Collected data entries:
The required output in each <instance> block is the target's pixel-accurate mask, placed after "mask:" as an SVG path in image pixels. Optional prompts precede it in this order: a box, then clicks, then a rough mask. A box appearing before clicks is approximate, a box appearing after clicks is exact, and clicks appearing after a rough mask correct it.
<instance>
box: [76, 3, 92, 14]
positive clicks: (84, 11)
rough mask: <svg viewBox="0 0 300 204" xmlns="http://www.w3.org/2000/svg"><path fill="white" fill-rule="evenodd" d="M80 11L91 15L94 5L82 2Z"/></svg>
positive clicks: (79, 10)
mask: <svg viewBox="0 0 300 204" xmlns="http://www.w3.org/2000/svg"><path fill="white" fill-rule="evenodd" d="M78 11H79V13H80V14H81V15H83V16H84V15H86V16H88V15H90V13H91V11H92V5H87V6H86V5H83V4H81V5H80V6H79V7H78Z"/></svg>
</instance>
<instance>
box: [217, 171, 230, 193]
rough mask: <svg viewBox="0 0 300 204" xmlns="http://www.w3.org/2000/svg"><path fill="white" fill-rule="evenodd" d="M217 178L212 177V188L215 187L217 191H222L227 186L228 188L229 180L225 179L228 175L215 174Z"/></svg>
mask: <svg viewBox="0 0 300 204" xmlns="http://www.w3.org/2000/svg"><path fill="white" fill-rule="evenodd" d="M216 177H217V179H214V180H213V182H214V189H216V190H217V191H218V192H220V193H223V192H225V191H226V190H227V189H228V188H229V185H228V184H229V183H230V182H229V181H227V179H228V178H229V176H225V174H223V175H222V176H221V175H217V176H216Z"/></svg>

### REQUIRED ACTION
Render every line of the records above as a Markdown table with two columns, Row and Line, where Row numbers each line in order and Line holds its text; skip any blank lines.

### ANSWER SPACE
| Row | Line |
|---|---|
| 1 | The required output in each <instance> block is the target's pixel-accurate mask, placed after "mask:" as an SVG path in image pixels. Optional prompts precede it in this order: a box, then clicks, then a rough mask. A box appearing before clicks is approximate, a box appearing after clicks is exact, and clicks appearing after a rough mask correct it. |
| 2 | <instance> |
| 3 | box: [76, 3, 92, 14] |
| 4 | positive clicks: (84, 11) |
| 5 | rough mask: <svg viewBox="0 0 300 204" xmlns="http://www.w3.org/2000/svg"><path fill="white" fill-rule="evenodd" d="M80 11L91 15L94 5L82 2Z"/></svg> |
| 6 | positive clicks: (79, 10) |
| 7 | mask: <svg viewBox="0 0 300 204" xmlns="http://www.w3.org/2000/svg"><path fill="white" fill-rule="evenodd" d="M78 11H79V13H80V14H81V15H83V16H84V15H86V16H88V15H90V13H91V11H92V5H87V6H86V5H83V4H81V5H80V6H79V7H78Z"/></svg> |
| 8 | </instance> |
| 9 | <instance> |
| 10 | box: [217, 171, 230, 193] |
| 11 | rough mask: <svg viewBox="0 0 300 204" xmlns="http://www.w3.org/2000/svg"><path fill="white" fill-rule="evenodd" d="M217 178L212 177V188L215 187L217 191H222L227 186L228 188L229 180L225 179L228 175L215 174Z"/></svg> |
| 12 | mask: <svg viewBox="0 0 300 204" xmlns="http://www.w3.org/2000/svg"><path fill="white" fill-rule="evenodd" d="M216 177H217V179H214V180H213V182H214V189H216V190H217V191H218V192H220V193H223V192H225V191H226V190H227V189H228V188H229V185H228V184H229V183H230V182H229V181H227V179H228V178H229V176H225V174H223V175H222V176H221V175H217V176H216Z"/></svg> |